### Written problem A
Please reproduce word for word the part of the text on software assessment models from "1. Define one-layered" up to and including "particular assessment layer.".

### Text to read
------------
However, the assessment activities usually need to be implemented repeatedly throughout the software development life cycle. Meanwhile, the collection of software measurement data is generally strenuous and labor consuming. It is essential for software project managers to determine which assessment model is suitable for their respective objectives, since such a choice would significantly affect the assessment efficiency, namely effort affected by the amount of measurement data to be collected, and the accuracy of the assessment result. Therefore, this study aims at comparing the assessment accuracy and efficiency for the multi-layered and one-layered models.

3.2.1 Research Procedure

The comparison of performance between one-layered and multi-layered assessment models comprises the following four steps.

Step1: Define two types of assessment models and select the criteria for adopted techniques in this study.

1. Define one-layered and multi-layered assessment models

A one-layered assessment model has only one assessment layer, in which all measurement data should be available when performing the assessment. On the contrary, a multi-layered assessment model provides more than one assessment layer for the appraiser to generate the derived assessment result. That is, such a model allows the appraiser to gradually collect measurement data when performing the assessment. If the expected assessment accuracy is achieved, the assessment is then completed. Hence, the appraiser may not need to prepare all measurement data in the first layer of the model, but only collect necessary measurement data at each particular assessment layer.
------------
### Input data
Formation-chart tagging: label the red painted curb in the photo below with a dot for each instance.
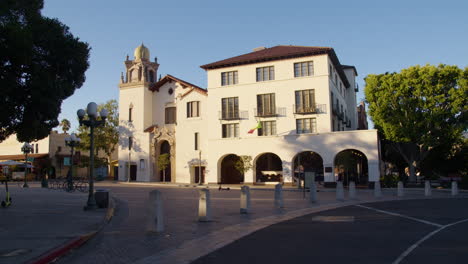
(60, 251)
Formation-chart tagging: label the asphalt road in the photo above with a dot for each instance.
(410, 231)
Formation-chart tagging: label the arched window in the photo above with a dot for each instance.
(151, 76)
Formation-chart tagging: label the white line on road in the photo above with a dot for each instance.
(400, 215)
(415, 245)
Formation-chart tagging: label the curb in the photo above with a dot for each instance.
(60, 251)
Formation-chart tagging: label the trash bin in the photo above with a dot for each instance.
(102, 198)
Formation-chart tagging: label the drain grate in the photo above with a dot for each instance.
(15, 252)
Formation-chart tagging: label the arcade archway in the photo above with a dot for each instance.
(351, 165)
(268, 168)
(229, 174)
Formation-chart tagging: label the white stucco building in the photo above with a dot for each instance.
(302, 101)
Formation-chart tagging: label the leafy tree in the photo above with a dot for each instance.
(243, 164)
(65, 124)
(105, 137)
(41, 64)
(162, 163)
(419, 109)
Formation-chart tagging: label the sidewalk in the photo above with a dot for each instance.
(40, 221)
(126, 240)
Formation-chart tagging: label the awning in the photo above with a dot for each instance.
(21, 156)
------------
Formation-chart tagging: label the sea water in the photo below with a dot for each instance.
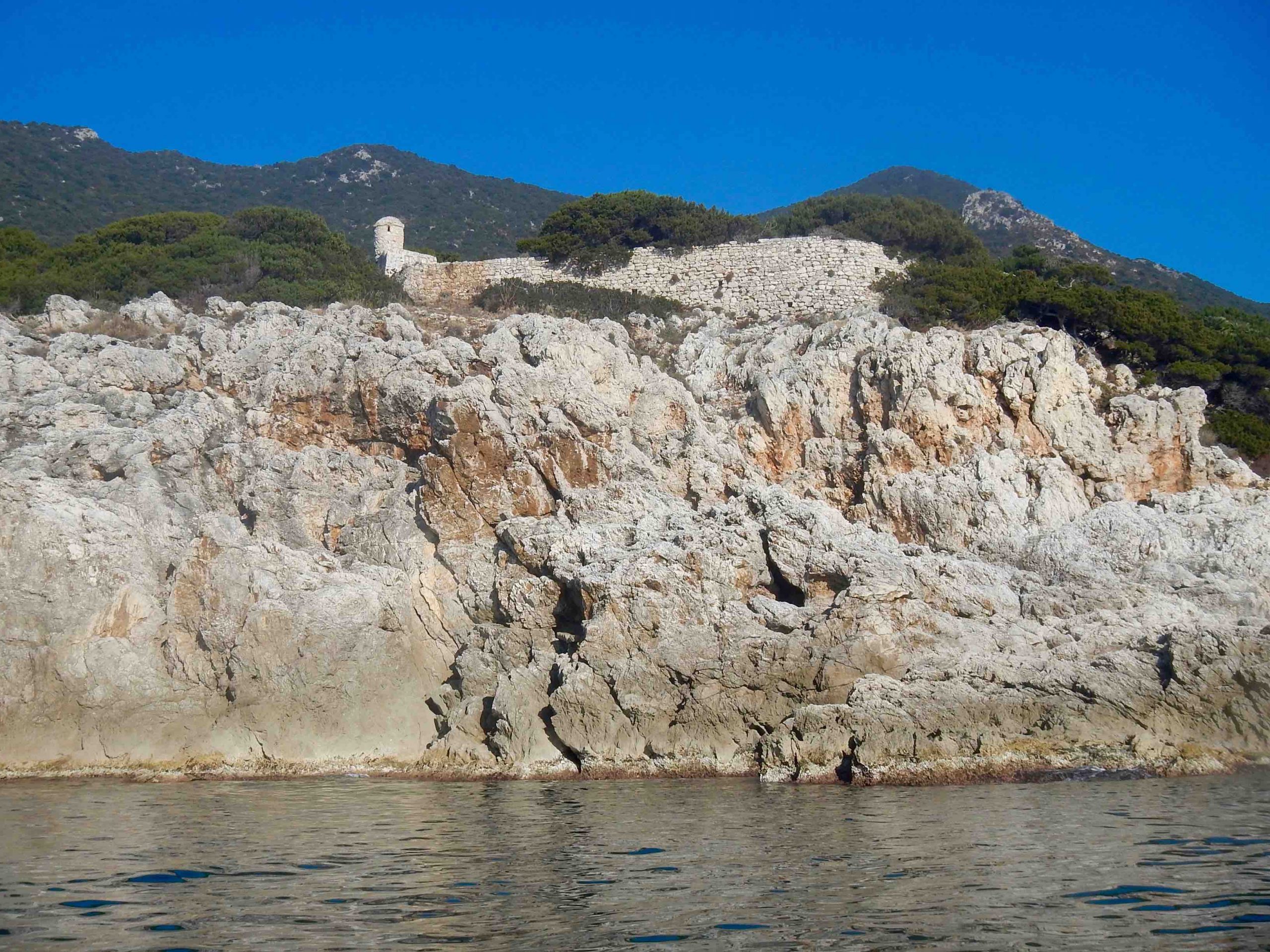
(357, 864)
------------
### Written problem B
Identify every line of the records that contains the string "white", and copy each of those lines in full.

### Task output A
1. Define one-layered and multi-layered assessment models

A one-layered assessment model has only one assessment layer, in which all measurement data should be available when performing the assessment. On the contrary, a multi-layered assessment model provides more than one assessment layer for the appraiser to generate the derived assessment result. That is, such a model allows the appraiser to gradually collect measurement data when performing the assessment. If the expected assessment accuracy is achieved, the assessment is then completed. Hence, the appraiser may not need to prepare all measurement data in the first layer of the model, but only collect necessary measurement data at each particular assessment layer.

### Task output B
Formation-chart tagging: label the white line on road in the photo above with a dot for each instance.
Formation-chart tagging: label the white stucco building in the photo above with a dot for each instance.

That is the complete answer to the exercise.